# WHAT THIS TASK INVOLVES
Repeat the whole of the data, keeping every detail the same.

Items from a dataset
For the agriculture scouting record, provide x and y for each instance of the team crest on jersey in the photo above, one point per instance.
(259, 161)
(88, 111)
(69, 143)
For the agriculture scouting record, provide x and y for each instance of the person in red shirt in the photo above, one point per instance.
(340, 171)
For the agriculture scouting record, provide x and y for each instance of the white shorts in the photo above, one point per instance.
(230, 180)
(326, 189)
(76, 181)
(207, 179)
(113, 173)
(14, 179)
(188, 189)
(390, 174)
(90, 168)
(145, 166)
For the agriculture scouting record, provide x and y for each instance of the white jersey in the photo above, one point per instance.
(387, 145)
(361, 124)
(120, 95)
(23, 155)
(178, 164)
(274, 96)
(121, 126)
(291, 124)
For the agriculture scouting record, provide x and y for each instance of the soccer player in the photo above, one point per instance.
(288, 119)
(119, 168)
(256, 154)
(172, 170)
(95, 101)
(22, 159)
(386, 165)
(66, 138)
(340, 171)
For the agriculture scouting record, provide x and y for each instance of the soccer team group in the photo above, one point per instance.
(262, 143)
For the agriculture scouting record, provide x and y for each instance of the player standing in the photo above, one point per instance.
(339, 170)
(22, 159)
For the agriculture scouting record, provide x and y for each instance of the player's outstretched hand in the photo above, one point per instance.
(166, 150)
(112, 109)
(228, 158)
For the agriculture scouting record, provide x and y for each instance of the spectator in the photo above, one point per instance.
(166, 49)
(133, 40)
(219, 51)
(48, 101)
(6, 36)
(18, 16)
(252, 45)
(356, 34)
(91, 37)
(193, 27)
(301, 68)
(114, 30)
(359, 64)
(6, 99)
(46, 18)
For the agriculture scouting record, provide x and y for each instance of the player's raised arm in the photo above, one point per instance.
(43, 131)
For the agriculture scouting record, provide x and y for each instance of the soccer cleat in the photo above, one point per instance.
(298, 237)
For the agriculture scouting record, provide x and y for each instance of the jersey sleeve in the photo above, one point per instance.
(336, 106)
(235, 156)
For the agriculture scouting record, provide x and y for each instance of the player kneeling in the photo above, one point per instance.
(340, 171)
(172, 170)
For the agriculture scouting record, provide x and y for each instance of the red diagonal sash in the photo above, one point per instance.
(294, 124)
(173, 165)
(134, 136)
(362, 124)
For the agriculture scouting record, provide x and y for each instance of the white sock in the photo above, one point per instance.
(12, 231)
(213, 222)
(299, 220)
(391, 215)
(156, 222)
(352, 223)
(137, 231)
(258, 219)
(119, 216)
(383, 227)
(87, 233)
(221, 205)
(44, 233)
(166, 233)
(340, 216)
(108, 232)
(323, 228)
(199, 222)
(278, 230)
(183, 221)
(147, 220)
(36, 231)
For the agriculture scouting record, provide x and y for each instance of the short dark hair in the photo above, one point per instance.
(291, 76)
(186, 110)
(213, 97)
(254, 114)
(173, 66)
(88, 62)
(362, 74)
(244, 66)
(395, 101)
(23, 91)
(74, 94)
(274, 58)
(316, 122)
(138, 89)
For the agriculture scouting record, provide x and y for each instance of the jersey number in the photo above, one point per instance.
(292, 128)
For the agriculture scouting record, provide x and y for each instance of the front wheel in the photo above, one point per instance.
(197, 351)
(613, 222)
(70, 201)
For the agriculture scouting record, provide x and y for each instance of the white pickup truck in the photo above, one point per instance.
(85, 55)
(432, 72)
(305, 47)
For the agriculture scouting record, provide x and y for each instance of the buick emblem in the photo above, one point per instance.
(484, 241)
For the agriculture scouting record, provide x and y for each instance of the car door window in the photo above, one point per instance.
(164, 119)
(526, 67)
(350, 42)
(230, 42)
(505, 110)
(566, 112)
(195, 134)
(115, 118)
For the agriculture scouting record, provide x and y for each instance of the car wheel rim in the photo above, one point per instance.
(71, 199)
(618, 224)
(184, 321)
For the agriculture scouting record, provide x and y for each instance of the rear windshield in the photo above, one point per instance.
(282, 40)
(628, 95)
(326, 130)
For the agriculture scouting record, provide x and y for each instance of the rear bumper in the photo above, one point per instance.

# RESULT BELOW
For the agriculture scouting record, provide x and y for each instance of the team crest on jersey in the photo above, one point per instance.
(259, 161)
(88, 111)
(69, 143)
For the agriculture scouting record, provide x and y for each instance of the person in red shirt in the photo above, one point per instance.
(340, 171)
For the agriculture scouting record, provide x and y for each instance of the white shorts in the photo above, one point per instance.
(230, 180)
(326, 189)
(76, 181)
(207, 179)
(113, 173)
(14, 179)
(188, 189)
(390, 174)
(90, 168)
(145, 166)
For the agriculture scouting record, provide x and y for each instance of the white jersey in the photo above, one point per instance.
(387, 145)
(361, 124)
(120, 95)
(23, 155)
(178, 164)
(274, 96)
(121, 126)
(291, 124)
For the agriculture scouting record, provide x and y for each instance of the soccer player in the photo above, one point per instance.
(288, 119)
(119, 168)
(256, 154)
(172, 170)
(95, 101)
(22, 159)
(386, 165)
(66, 138)
(340, 171)
For the agriculture scouting record, provide x and y for each instance of the soccer team group in the photo above, one point per instance.
(262, 143)
For the agriculture scouting record, provide x and y for each instance of the player standing in the photo above, one point per instance.
(339, 170)
(22, 159)
For the agriculture scouting record, provide x and y for each instance of the player's outstretched hand in the photo above, one point per instance.
(166, 150)
(112, 109)
(228, 158)
For the agriculture scouting record, provide x and y for each instance of the spectator in the photo above, one point per instance.
(166, 49)
(133, 40)
(219, 51)
(48, 101)
(6, 36)
(18, 16)
(252, 45)
(356, 34)
(91, 37)
(193, 27)
(301, 68)
(114, 30)
(359, 64)
(6, 99)
(46, 18)
For the agriculture scouting record, provide x and y for each instance of the player's raised arm in the photo above, one point per instance.
(43, 131)
For the agriculture scouting record, provide x and y for each instance of the soccer cleat in the photo above, one point per instance.
(298, 237)
For the agriculture scouting record, provide x and y for each instance of the jersey sleeve in the photo above, one point per instance.
(336, 106)
(235, 156)
For the agriculture scouting record, provide x and y for each instance of the player kneeling in the photo above, one point per instance.
(340, 171)
(172, 170)
For the agriculture scouting record, provide x and y for each instance of the red diagonal sash in the photo above, one point per instance.
(294, 124)
(173, 165)
(134, 136)
(362, 124)
For the agriculture scouting record, provide x and y for each instance of the white sock in the photo above, one point per instance.
(12, 231)
(213, 222)
(299, 220)
(391, 215)
(156, 222)
(352, 223)
(137, 231)
(258, 219)
(119, 216)
(383, 227)
(87, 233)
(221, 205)
(44, 233)
(166, 233)
(340, 216)
(108, 232)
(323, 228)
(199, 222)
(278, 230)
(183, 221)
(147, 220)
(36, 231)
For the agriculture scouting record, provide x and y for each instance of the short dark hair in the photo above, one point per instance.
(291, 76)
(186, 110)
(213, 97)
(254, 114)
(173, 66)
(88, 62)
(362, 74)
(244, 66)
(395, 101)
(23, 91)
(74, 94)
(274, 58)
(316, 122)
(138, 89)
For the agriculture scouting record, provide x and y for each instance of the jersey number in the photo above, one point per instance.
(292, 128)
For the agriculture scouting record, provide x and y for each instance of the front wheel in the photo above, one point per instance.
(197, 351)
(613, 222)
(70, 201)
For the agriculture scouting record, provide x and y for each instance of the white pickup truck in the photo above, one point per instance.
(85, 55)
(432, 72)
(305, 47)
For the agriculture scouting record, provide x and y for each instance of the buick emblem in the photo above, one point per instance.
(484, 241)
For the agriculture scouting record, provide x and y for each instance of the car door window in the photo above, one point per instance.
(164, 119)
(526, 67)
(350, 42)
(230, 42)
(505, 110)
(566, 112)
(195, 134)
(115, 118)
For the agriculture scouting record, provide x and y for each instance of the car wheel rim in the photo above, one point per instance.
(71, 199)
(618, 224)
(184, 321)
For the agriculture scouting record, provide x and y for each instance of the rear windshield in the photo above, one point per instance.
(282, 40)
(628, 95)
(326, 130)
For the agriculture scouting record, provide x and y for each instance of the rear bumper in the photo above, one point per instance.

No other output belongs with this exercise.